**GIVEN INSTRUCTION A**
Pull out each line of the entries below that contains the word "wooden".

2.3. Recurrent Neural Networks

Recurrent neural networks (RNNs) [8,39,40] use hidden states as the container to characterize and memorize the relation between the inputs from a sequential signal. In [9], Long Short Term Memory (LSTM) is introduced to tackle the issue of vanishing gradient. In [10], the authors design ConvLSTM, which is an extended version of fully connected LSTM with convolutional neural networks. A bidirectional RNN is proposed in [41] to enable the training from forward and backward temporal directions. A bidirectional ConvLSTM with pyramid dilated CNN is adopted in [13] to detect video saliency. In [42], a hybrid neural network using a spatial RNN is designed to tackle many low-level tasks including denoising and color interpolation.

3. Proposed Method

3.1. Overview

The architecture of the proposed method is illustrated in Figure 2. First, the input frame at t is fed to ResNet-101 [43] as the network backbone to extract feature maps. Then, the feature maps are fed to the event-aware ConvLSTM, which contains an event detection module to deal with challenging events such as aspect ratio change or large motion. The enhanced feature maps generated by the proposed event-aware ConvLSTM are used for region proposal generation. When all of the ROIs are generated, the supporting frame is selected by comparing the similarity between the feature maps of N previous candidate frames and the enhanced feature maps of the current frame. Once the supporting frame is chosen, its ROIs are used as the reference ROIs to enhance the features of ROIs in the current frame using the object relation module. Finally, object classification and bounding box regression layer are applied to the enhanced features for each target ROI to make final predictions.

3.2. Event Detection Module

The proposed event detection module, represented in Figure 3, has two subnetworks: Aspect ratio detection subnetwork and motion detection subnetwork.

3.2.1. Aspect Ratio Change Detection Subnetwork

The aspect ratio change detection subnetwork takes the input feature map and uses a $3\times 3$ convolutional layer to estimate the location where large aspect ratio change occurs. Once the detection map is obtained, it is used as the attention map to highlight the input feature map where aspect ratio change takes place.

To train the aspect ratio change detection subnetwork, weak annotations should be generated first. For each box with the same tracking id in two consecutive frames $F_t$ and $F_{t-1}$, we calculate the percentage of aspect ratio change using the following equation:

$$A{R}_{change}=\left|\frac{(h_t/w_t)-(h_{t-1}/w_{t-1})}{h_{t-1}/w_{t-1}}\right|,$$

(1)

**ENTRIES SUPPLIED**
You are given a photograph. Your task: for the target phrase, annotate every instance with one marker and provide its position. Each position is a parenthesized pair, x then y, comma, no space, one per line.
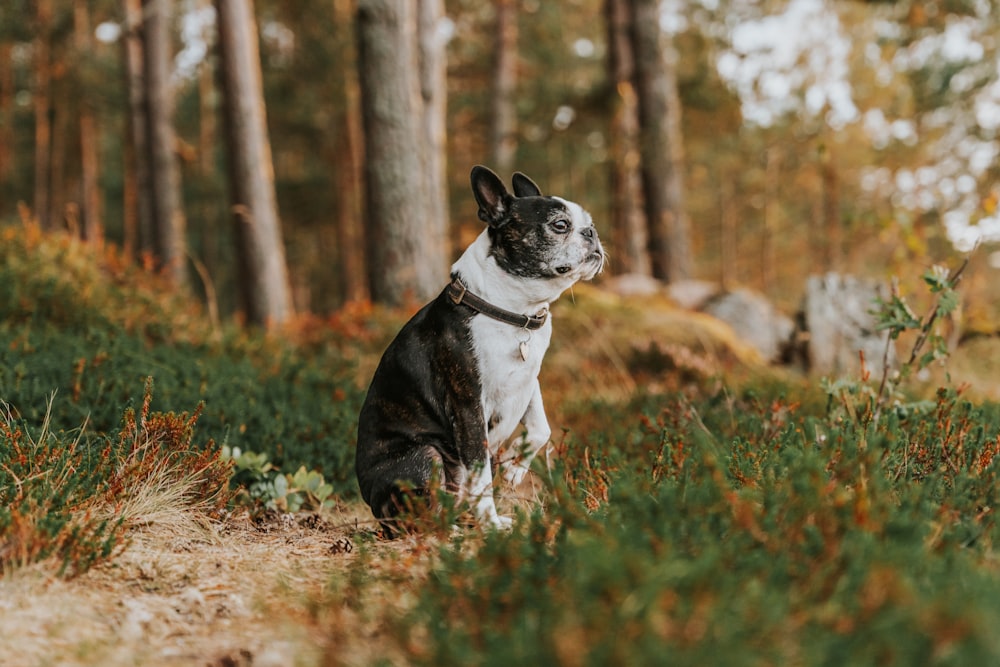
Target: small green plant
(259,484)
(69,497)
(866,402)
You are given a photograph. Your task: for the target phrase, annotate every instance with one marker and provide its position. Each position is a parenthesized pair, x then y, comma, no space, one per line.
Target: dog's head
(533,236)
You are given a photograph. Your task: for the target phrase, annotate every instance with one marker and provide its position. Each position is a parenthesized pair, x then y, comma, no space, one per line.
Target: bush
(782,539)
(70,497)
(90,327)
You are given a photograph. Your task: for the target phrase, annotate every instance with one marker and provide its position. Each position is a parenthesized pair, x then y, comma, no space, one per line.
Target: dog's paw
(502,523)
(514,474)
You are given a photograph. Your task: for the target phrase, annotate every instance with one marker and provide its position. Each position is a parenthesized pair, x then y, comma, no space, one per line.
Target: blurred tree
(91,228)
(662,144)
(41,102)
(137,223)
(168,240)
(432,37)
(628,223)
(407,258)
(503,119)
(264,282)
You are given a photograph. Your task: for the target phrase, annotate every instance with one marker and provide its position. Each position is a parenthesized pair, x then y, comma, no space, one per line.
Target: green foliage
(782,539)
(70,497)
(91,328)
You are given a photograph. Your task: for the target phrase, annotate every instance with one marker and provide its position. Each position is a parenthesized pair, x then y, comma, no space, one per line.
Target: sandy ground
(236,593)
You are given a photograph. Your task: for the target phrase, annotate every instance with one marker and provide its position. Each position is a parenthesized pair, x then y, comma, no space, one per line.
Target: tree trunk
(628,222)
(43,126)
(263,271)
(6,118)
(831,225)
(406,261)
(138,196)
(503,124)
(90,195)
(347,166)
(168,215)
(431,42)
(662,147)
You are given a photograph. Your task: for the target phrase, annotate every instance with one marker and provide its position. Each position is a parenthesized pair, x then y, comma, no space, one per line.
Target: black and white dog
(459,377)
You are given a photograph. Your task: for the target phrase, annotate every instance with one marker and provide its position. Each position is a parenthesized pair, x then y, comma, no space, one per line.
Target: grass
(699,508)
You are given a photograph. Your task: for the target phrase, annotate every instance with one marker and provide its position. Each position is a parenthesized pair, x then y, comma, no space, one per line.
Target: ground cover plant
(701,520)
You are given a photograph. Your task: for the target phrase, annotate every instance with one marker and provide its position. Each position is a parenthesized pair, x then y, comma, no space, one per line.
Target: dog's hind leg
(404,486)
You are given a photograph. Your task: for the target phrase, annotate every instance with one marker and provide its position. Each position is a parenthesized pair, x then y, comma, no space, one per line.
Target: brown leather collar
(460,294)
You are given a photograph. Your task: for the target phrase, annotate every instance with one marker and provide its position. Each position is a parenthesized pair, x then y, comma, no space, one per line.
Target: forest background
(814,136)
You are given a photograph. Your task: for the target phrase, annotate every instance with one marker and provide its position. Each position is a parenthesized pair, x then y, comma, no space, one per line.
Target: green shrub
--
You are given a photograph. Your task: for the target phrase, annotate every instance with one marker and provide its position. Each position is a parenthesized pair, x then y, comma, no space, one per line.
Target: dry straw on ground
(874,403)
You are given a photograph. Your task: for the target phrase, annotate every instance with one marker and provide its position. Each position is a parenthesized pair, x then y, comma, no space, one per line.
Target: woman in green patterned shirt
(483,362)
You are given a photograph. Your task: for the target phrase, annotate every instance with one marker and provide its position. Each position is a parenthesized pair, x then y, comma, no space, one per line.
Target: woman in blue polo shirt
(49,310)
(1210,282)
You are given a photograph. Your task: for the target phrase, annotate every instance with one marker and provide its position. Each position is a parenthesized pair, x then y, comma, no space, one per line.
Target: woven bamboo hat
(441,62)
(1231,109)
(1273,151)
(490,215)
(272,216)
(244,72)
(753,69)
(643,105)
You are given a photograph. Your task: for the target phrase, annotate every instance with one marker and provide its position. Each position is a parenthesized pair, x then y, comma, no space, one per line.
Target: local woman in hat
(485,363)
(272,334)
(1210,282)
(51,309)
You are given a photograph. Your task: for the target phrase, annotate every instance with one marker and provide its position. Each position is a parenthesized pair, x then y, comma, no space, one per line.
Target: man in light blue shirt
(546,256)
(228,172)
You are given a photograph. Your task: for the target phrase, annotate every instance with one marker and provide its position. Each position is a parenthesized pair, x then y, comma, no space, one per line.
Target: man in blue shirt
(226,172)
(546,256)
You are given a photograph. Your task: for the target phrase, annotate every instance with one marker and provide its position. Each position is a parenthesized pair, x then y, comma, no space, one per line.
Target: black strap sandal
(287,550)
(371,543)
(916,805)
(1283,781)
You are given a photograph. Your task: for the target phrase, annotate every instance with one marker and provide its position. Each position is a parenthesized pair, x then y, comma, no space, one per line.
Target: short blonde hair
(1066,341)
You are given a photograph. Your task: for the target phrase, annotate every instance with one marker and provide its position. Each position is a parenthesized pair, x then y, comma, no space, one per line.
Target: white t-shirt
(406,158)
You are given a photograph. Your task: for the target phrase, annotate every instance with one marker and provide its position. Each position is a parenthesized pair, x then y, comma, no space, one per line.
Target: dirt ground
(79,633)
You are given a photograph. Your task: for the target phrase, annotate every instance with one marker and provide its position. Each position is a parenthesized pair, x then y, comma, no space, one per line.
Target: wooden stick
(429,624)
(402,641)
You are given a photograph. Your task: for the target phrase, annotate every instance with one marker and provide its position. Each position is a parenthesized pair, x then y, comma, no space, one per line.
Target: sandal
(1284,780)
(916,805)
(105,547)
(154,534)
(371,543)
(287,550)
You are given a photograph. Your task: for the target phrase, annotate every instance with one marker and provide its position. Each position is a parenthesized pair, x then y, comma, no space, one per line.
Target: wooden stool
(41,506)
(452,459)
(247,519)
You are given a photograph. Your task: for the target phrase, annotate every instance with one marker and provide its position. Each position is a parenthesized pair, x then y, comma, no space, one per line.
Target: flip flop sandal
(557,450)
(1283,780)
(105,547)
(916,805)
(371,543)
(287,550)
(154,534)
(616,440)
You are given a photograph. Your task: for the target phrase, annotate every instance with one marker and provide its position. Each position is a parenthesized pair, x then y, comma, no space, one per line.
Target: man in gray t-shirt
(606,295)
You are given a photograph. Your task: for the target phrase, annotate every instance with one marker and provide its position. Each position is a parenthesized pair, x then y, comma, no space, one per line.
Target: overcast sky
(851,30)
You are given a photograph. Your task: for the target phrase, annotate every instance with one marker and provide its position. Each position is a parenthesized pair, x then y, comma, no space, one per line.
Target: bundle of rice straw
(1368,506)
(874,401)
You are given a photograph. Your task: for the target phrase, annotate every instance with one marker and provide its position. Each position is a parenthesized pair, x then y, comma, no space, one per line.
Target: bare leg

**GIVEN INSTRUCTION B**
Write the next part of the event-aware ConvLSTM passage above, starting right after its last line.

**RESULT A**
Target: wooden stick
Target: wooden stool

**RESULT B**
where h and w is the height and width of the bounding box of the object, respectively. If the $A{R}_{change}$ is above a given threshold, the pixel inside the bounding box will be marked as 1, otherwise 0. The best threshold is chosen as 20% based on the ablation study. During the training stage, the pixel-wise cross-entropy loss is adopted as the loss function for the aspect ratio change detection subnetwork.

3.2.2. Motion Detection Subnetwork

The motion detection subnetwork takes the input feature map and uses $3\times 3$ convolutional layer to estimate the location where large motion occurs. Once the detection map is obtained, it is used as the attention map to highlight the input feature map where large motion takes place.

To train the motion detection subnetwork, weak annotations should be obtained first. For each box with the same tracking id in two consecutive frames $F_t$ and $F_{t-1}$, we calculate the IoU between these two boxes. If the Intersection-over-Union (IoU) is below a given threshold, the pixel inside the bounding box will be marked as 1, otherwise 0. The best motion threshold in this paper is chosen as 60% based on the ablation study. During the training stage, pixel-wise cross-entropy loss is utilized as the loss function for the motion detection subnetwork.

3.3. Event-Aware ConvLSTM Network

Figure 4 depicts the architecture of the proposed event-aware ConvLSTM. Compared with traditional ConvLSTM, the event-aware ConvLSTM introduces an event detection module to deal with challenging events. Here, we update the proposed ConvLSTM using the following equations:

$$f_t=\sigma (W_f\times E_t+b_f),$$

(2)

$$i_t=\sigma (W_i\times E_t+b_i),$$

(3)

$$o_t=\sigma (W_o\times E_t+b_o),$$

(4)

$$C_t=(f_t·C_{t-1})+(i_t·\tanh (W_c\times E_t)+b_c),$$

(5)

$$H_t=o_t·\tanh \left(C_t\right),$$

(6)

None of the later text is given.